Jun 5, 2026
Finance
5 Cash Flow Habits That Are Costing Your Business Money
If you've ever looked at your business bank account and wondered, "How can money be this tight when we're busier than ever?" you're certainly not alone.

Introduction
If you've ever looked at your business bank account and wondered, "How can money be this tight when we're busier than ever?" you're certainly not alone.
Over the years, I've spoken to countless South African business owners who have found themselves in exactly the same position. Their phones are ringing, customers are placing orders, and sales reports look healthy. From the outside, everything appears to be going well. Yet behind the scenes, they're constantly juggling payments, delaying purchases, or worrying about whether enough cash will be available at the end of the month.
One business owner described it perfectly during a meeting a few years ago. He said running his business felt like trying to fill a bucket with a hole in the bottom. No matter how much water he poured in, the bucket never seemed to stay full.
The problem wasn't that his business wasn't generating revenue. The problem was that cash was leaking out faster than he realised.

* _Source data_:
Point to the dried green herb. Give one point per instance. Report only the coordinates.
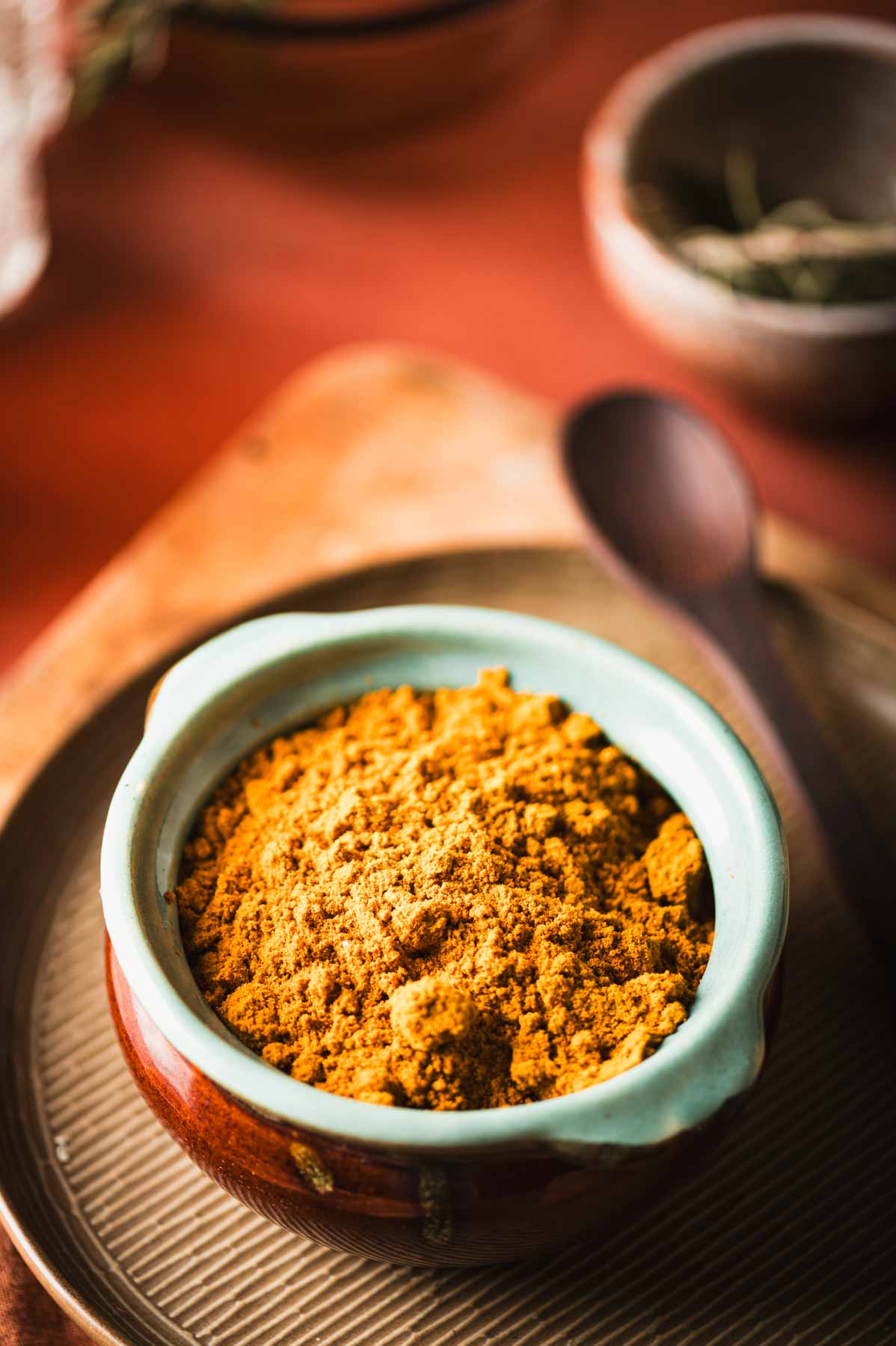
(798, 252)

* _Tasks_:
A. The cash flow article lists the signs that a business appears to be doing well from the outside. List each of those signs.
B. Reproduce word for word the stretch of the cash flow article from "Introduction" through "of the month.".
C. Write the next part of the article on cash flow habits, picking up after its final sentence.

* _Expected outputs_:
A.
- Phones are ringing
- Customers are placing orders
- Sales reports look healthy

B.
Introduction
If you've ever looked at your business bank account and wondered, "How can money be this tight when we're busier than ever?" you're certainly not alone.
Over the years, I've spoken to countless South African business owners who have found themselves in exactly the same position. Their phones are ringing, customers are placing orders, and sales reports look healthy. From the outside, everything appears to be going well. Yet behind the scenes, they're constantly juggling payments, delaying purchases, or worrying about whether enough cash will be available at the end of the month.

C.
This is one of the biggest misconceptions in business. Many owners believe that if sales are increasing, cash flow should automatically improve. In reality, cash flow and profitability are not the same thing. A business can be profitable on paper while still struggling to pay suppliers, salaries, rent, and tax obligations.
This challenge has become even more relevant for South African businesses in recent years. Rising operating costs, higher interest rates, fuel increases, and ongoing economic uncertainty have made every rand more important than ever. In this environment, poor cash flow habits can quietly drain thousands from your business without you even noticing.
The good news is that most cash flow problems don't happen overnight. They develop through small habits and processes that seem harmless at first but gradually place pressure on your finances. The even better news is that these habits can be identified and corrected.
In this article, we'll explore five common cash flow habits that could be costing your business money and, more importantly, what you can do to fix them before they start holding your business back.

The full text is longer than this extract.